> [Short task]:
Pick up the walkthrough on autocorrelation in stock returns where it stops, after the line computing annualized volatility.

To me it looks pretty random, there is no wrong answer here you could try and dig in further into this one, but keep in mind that since you are dealing with day-of-month “seasonality” you will have much fewer data points to base your decisions on.

### 4. Looking for auto-correlation (trend) in the return process

Autocorrelation is the degree of similarity between a time series and a lagged version of itself over successive time intervals

Essentially, what traders call a “trend” should be visible in an ACF plot as a positive relation of the time series with its lagged version

from statsmodels.graphics.tsaplots import plot_acf
from statsmodels.tsa.stattools import acf
acf_plot = plot_acf(history['returns'])


Over the whole dataset, we see negative auto-correlation at lag 1. This implies that negative returns have tended to be followed by positive returns, and vice versa… at least on average over all our data. Everything else looks like a wash.

I don’t really love summary plots… I like viewing time series…

So I want to calculate the lag 1 Autocorrelation over a lookback window and see if the AC structure changes at all over time. We have a post geared towards beginners on how windowing works, check it out here

history['rolling_lag_1'] = history['returns'].rolling(window=100).apply(lambda x:acf(x)[1],raw=True)
history['rolling_lag_1'].plot(label='Rolling 100 window ACF lag 1')
plt.axhline(history['rolling_lag_1'].mean(),label='Mean',linestyle='--',color='green')
plt.legend()

We can see that the rolling autocorrelation of the 1st lag is all but fixed, it seems to vary.

Visually inspecting the plot there seems to be some relation to how much the 1st lag autocorrelation diverges from 0 and Major stock market events

A very good proxy for major stock market events would be the market volatility itself, so it might be worth investigating if there is any relationship between volatility and rolling autocorrelation of returns

Now let’s investigate if there is any relationship between volatility and rolling lag 1 autocorrelation

history['annVol'] = history['returns'].rolling(window=100).std() * np.sqrt(252)

> [Given data]:
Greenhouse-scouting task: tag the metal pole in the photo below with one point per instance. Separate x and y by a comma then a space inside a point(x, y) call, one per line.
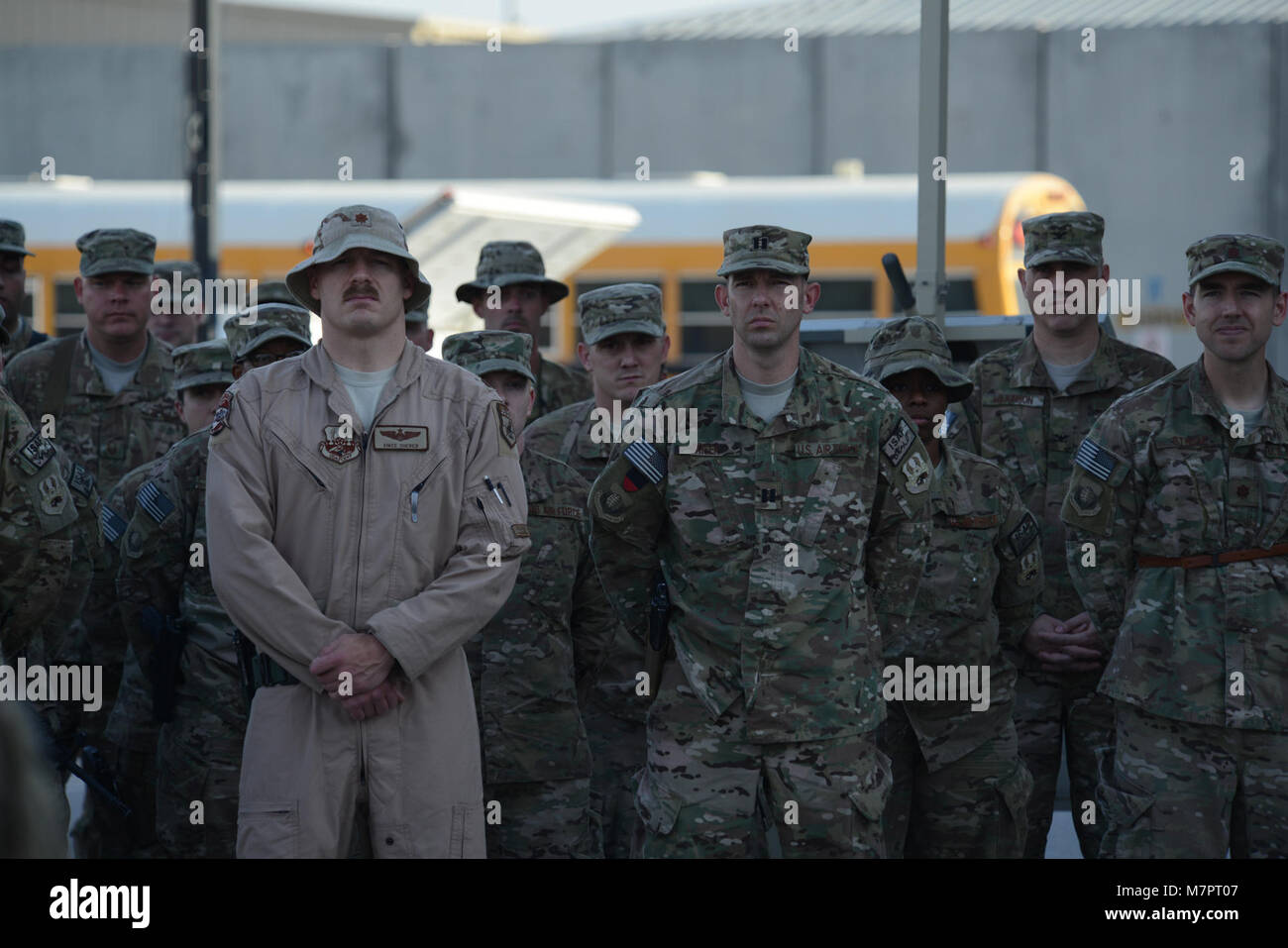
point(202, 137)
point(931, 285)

> [Response below]:
history['annVol'].plot()


Now that we have our volatility we can run a scatter plot on it and see how it relates to rolling autocorrelation

sns.regplot(x='annVol',y='rolling_lag_1',data=history)


There seems to be a negative relationship between Volatility of SPY and it’s rolling lag 1 autocorrelation.

Don’t expect to see a smack in the face screaming effect in finance, it’s going to be subtle at best, and not there at worst.

But let’s see how this relationship held up through time.

We’ll now plot the same thing, but this time subsetting our data, so it doesn’t get skewed by a few major events. The way you subset your data is a bit ad-hoc, just remember that there is a trade-off between the number of subsets you make and the level of noise in your limited dataset, here I’m just using 5 year periods.

sns.regplot(x='annVol',y='rolling_lag_1',data=history.loc['2000-01-01':'2005-01-01'],label='2000-2005')
plt.legend()


sns.regplot(x='annVol',y='rolling_lag_1',data=history.loc['2005-01-01':'2010-01-01'],label='2005-2010')
plt.legend()

sns.regplot(x='annVol',y='rolling_lag_1',data=history.loc['2010-01-01':'2015-01-01'],label='2010-2015')
plt.legend()

sns.regplot(x='annVol',y='rolling_lag_1',data=history.loc['2015-01-01':'2021-01-01'],label='2015-Now')
plt.legend()

As we can expect this is a noisy relationship, but it does seem to exist, and it’s quite persistent.

## Summary

Here’s what we can summarize from this post.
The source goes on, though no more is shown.